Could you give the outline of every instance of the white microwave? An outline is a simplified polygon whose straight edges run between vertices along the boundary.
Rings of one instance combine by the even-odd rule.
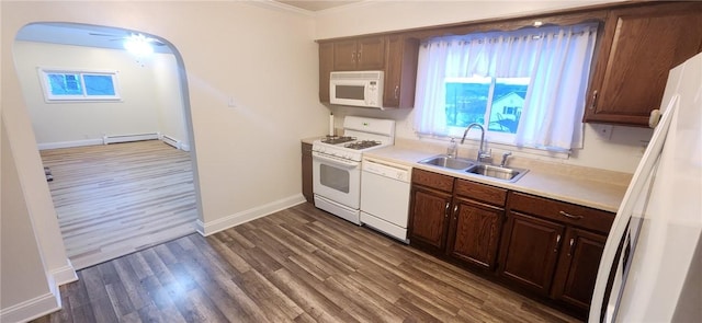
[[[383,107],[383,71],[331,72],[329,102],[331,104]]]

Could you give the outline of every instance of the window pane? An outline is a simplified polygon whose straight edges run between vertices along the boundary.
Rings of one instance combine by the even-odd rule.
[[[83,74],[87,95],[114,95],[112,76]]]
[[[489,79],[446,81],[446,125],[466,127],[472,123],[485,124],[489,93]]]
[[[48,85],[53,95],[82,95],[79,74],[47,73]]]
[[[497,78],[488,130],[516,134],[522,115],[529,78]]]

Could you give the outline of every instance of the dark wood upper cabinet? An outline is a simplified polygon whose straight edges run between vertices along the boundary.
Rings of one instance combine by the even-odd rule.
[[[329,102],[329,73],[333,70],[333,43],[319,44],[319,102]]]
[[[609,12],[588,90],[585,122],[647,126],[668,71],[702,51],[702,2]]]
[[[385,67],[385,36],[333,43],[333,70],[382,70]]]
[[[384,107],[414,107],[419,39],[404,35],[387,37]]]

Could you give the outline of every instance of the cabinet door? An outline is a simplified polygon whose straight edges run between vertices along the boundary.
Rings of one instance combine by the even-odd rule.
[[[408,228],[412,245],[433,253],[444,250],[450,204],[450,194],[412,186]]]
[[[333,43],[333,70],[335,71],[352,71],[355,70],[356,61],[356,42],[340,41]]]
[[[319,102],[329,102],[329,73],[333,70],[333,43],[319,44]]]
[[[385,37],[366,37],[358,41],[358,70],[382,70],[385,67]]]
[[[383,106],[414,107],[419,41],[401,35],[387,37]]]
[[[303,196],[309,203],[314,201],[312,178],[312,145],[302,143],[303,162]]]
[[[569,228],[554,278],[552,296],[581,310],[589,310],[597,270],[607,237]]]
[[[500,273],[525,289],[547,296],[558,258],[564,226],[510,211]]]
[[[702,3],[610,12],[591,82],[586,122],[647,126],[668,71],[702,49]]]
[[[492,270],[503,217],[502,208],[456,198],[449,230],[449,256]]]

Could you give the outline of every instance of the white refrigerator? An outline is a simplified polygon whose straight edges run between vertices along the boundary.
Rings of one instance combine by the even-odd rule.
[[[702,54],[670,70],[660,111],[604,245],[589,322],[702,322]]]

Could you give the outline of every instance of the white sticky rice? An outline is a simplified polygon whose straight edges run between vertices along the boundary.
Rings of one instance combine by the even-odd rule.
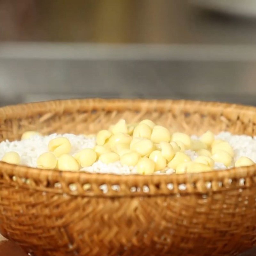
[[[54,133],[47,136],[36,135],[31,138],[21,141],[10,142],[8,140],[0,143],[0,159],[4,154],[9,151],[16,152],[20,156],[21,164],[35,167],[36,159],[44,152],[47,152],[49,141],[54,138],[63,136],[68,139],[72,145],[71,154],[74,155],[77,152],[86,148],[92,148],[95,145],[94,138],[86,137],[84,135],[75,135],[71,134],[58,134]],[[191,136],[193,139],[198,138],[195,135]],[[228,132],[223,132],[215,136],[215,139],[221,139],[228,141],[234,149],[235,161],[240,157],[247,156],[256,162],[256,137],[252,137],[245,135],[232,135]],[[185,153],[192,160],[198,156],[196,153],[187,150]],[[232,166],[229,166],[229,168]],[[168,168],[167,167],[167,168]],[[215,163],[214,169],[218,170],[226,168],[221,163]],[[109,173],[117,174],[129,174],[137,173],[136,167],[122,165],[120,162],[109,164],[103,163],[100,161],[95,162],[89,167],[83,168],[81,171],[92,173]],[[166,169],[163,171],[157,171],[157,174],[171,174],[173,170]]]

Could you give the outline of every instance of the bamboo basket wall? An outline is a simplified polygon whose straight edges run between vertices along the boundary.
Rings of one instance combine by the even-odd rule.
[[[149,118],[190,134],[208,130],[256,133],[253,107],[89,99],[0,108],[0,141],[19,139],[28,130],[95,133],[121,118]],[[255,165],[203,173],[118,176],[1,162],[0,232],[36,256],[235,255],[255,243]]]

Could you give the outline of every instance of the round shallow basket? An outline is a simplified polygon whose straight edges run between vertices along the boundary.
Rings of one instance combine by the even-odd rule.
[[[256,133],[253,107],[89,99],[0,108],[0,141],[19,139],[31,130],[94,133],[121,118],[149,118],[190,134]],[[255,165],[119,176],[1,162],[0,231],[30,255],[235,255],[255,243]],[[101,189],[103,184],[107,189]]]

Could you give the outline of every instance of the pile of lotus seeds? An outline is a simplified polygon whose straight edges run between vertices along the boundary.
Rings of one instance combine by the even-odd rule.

----------

The problem >>
Present every line of the entries above as a Markdown table with the columns "Index" and "Content", numbering the rows in order and omitting blank lines. Leave the pictures out of the table.

Final result >>
| Index | Content |
|---|---|
| 1 | Could you give the outline of every instance of the white microwave? An outline is a simplified polygon whose straight edges run between vertices along the boundary. |
| 2 | Rings of one instance combine by the even-odd rule. |
| 3 | [[[383,107],[383,71],[331,72],[329,102],[331,104]]] |
| 4 | Could you give the outline of every instance of the window pane? An outline is a simplified polygon whose straight edges run between vertices along the boundary. |
| 5 | Rings of one instance combine by the even-odd rule. |
| 6 | [[[83,74],[87,95],[114,95],[112,76]]] |
| 7 | [[[489,79],[446,81],[446,125],[466,127],[472,123],[485,124],[489,93]]] |
| 8 | [[[48,85],[53,95],[82,95],[79,74],[47,73]]] |
| 9 | [[[497,78],[488,130],[516,134],[522,115],[529,78]]] |
| 10 | Could you give the outline of every instance of the dark wood upper cabinet? An outline is a simplified polygon whose straight edges run between vertices along the boundary. |
| 11 | Rings of one instance combine by the even-odd rule. |
| 12 | [[[329,102],[329,73],[333,70],[333,43],[319,44],[319,102]]] |
| 13 | [[[609,12],[588,90],[585,122],[647,126],[668,71],[702,51],[702,2]]] |
| 14 | [[[385,67],[385,36],[333,43],[333,70],[382,70]]] |
| 15 | [[[384,107],[414,107],[419,39],[404,35],[387,37]]] |
| 16 | Could you give the outline of every instance of the cabinet door? An outline is a simplified polygon whose straight edges run between vertices along the boundary. |
| 17 | Rings of one instance combine by the even-odd rule. |
| 18 | [[[408,228],[412,245],[433,253],[444,250],[450,204],[450,194],[412,186]]] |
| 19 | [[[333,43],[333,70],[335,71],[352,71],[355,70],[356,61],[356,42],[340,41]]] |
| 20 | [[[319,102],[329,102],[329,73],[333,70],[333,43],[319,44]]] |
| 21 | [[[385,37],[366,37],[358,41],[358,70],[382,70],[385,67]]] |
| 22 | [[[383,106],[414,107],[419,41],[401,35],[387,37]]] |
| 23 | [[[303,196],[309,203],[314,201],[312,178],[312,145],[302,143],[303,162]]] |
| 24 | [[[569,228],[554,278],[552,296],[581,310],[589,310],[597,270],[607,237]]] |
| 25 | [[[500,273],[525,289],[547,296],[558,258],[564,226],[510,211]]] |
| 26 | [[[702,3],[610,12],[591,82],[586,122],[647,126],[668,71],[702,49]]] |
| 27 | [[[492,270],[503,217],[502,208],[456,198],[449,230],[449,256]]] |
| 28 | Could you give the outline of every instance of the white refrigerator? An outline is a simplified polygon whose straight edges run between vertices along the boundary. |
| 29 | Rings of one instance combine by the even-odd rule. |
| 30 | [[[702,54],[670,70],[660,111],[604,245],[589,322],[702,322]]] |
| 31 | Could you give the outline of every instance of the white sticky rice? An outline is a simplified polygon whose straight edges run between vertices along the boundary. |
| 32 | Rings of one instance combine by the even-odd rule. |
| 33 | [[[54,133],[47,136],[36,135],[31,138],[21,141],[10,142],[8,140],[0,143],[0,159],[4,154],[9,151],[16,152],[20,156],[21,164],[35,167],[36,159],[44,152],[47,152],[49,141],[54,138],[63,136],[68,139],[72,145],[71,154],[74,155],[77,152],[86,148],[92,148],[95,145],[94,138],[86,137],[84,135],[75,135],[71,134],[58,134]],[[191,136],[193,139],[198,138],[195,135]],[[228,132],[223,132],[215,136],[215,139],[221,139],[228,141],[234,149],[235,161],[240,157],[247,156],[256,162],[256,137],[252,137],[245,135],[232,135]],[[185,153],[192,160],[198,156],[196,153],[187,150]],[[232,166],[229,166],[229,168]],[[168,168],[167,167],[167,168]],[[215,163],[214,169],[218,170],[226,168],[221,163]],[[109,173],[117,174],[129,174],[137,173],[136,167],[122,165],[120,162],[109,164],[103,163],[100,161],[95,162],[89,167],[83,168],[81,171],[92,173]],[[166,169],[163,171],[157,171],[157,174],[171,174],[173,170]]] |
| 34 | Could you give the outline of every instance of the bamboo basket wall? An outline is a simplified polygon whose straight edges run between vertices along the boundary. |
| 35 | Rings of one instance combine by the even-odd rule. |
| 36 | [[[149,118],[190,134],[208,130],[256,133],[253,107],[89,99],[0,108],[0,141],[19,139],[28,130],[95,133],[121,118]],[[255,165],[203,173],[118,176],[1,162],[0,232],[36,256],[235,255],[255,243]]] |
| 37 | Could you give the outline of every instance of the round shallow basket? An outline is a simplified polygon whose straight edges run between vertices along the boundary. |
| 38 | Rings of one instance combine by the even-odd rule. |
| 39 | [[[256,133],[253,107],[89,99],[0,108],[0,141],[19,139],[31,130],[94,133],[121,118],[149,118],[190,134]],[[255,165],[119,176],[1,162],[0,231],[30,255],[235,255],[255,243]],[[101,189],[103,184],[107,189]]] |
| 40 | Could you give the outline of every instance of the pile of lotus seeds? An outline is a simplified polygon whose straight edges run between vertices along the boundary. |
| 41 | Rings of one instance combine by the even-odd rule. |